Quote the Kim Ok-gyun text between "Early life[edit]" and "his family lineage.", inclusive.

• **READING TEXT**
+++

Kim Ok-gyun (김옥균; 金玉均; February 23, 1851 – March 28, 1894) was a reformist (Gaehwapa, 개화파) activist during the late Joseon dynasty of Korea. He served under the national civil service under King Gojong, and actively participated to advance Western ideas and sciences in Korea. The goal of the reform movement was to develop Korea in government, technology, and military by using foreign resources to help Korea become stable enough to withstand anticipated increases in foreign encroachment. Kim was assassinated in Shanghai, and later was given the posthumous title "Chungdal".

Early life[edit]

Kim was born into the Andong Kim clan to Kim Byung-tae and his wife, Lady Song of the Eunjin Song clan, on 23 February 1851 in Chungcheongnam-do. Through his father, Kim is related to Kim Sang-yong, the older brother of Queen Sunwon’s 6th great-grandfather, Kim Sang-gwan. His family was poor, and, by the age of four, they moved to Cheonan. His father opened a Seodang, or Korean verbal school, at which Kim was educated. When he was six, he was adopted by Kim Byung-gi, a distant relative who had lost his son and was desperate to secure the continuation of his family lineage.

+++

• **RECORDED INFORMATION**
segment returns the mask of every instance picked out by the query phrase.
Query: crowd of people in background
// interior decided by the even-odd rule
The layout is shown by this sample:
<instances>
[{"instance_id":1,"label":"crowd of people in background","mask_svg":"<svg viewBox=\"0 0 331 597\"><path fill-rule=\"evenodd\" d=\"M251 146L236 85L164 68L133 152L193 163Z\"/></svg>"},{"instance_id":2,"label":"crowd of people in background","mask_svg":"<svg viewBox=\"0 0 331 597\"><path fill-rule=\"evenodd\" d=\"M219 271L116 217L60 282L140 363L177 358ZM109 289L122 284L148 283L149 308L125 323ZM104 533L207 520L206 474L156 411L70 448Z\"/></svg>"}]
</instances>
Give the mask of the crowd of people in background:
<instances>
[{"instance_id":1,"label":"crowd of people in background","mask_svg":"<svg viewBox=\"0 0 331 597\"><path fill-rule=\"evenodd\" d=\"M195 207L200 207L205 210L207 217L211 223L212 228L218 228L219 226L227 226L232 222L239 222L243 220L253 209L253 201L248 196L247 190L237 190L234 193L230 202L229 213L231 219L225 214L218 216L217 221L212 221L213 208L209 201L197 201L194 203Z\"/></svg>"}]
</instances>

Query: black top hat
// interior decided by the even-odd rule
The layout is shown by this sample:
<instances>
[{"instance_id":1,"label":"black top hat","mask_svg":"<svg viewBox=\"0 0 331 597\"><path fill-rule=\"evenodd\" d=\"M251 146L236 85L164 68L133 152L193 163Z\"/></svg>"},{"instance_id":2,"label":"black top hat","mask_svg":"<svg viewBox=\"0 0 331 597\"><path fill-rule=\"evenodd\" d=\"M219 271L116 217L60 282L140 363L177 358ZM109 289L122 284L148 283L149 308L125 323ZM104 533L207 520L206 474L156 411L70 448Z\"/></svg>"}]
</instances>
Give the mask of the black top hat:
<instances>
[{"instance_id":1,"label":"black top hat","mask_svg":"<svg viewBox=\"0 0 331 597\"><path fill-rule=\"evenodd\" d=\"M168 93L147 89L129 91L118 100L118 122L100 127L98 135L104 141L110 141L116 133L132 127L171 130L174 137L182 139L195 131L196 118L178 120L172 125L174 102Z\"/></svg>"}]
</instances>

+++

• **EXPECTED ANSWER**
Early life[edit]

Kim was born into the Andong Kim clan to Kim Byung-tae and his wife, Lady Song of the Eunjin Song clan, on 23 February 1851 in Chungcheongnam-do. Through his father, Kim is related to Kim Sang-yong, the older brother of Queen Sunwon’s 6th great-grandfather, Kim Sang-gwan. His family was poor, and, by the age of four, they moved to Cheonan. His father opened a Seodang, or Korean verbal school, at which Kim was educated. When he was six, he was adopted by Kim Byung-gi, a distant relative who had lost his son and was desperate to secure the continuation of his family lineage.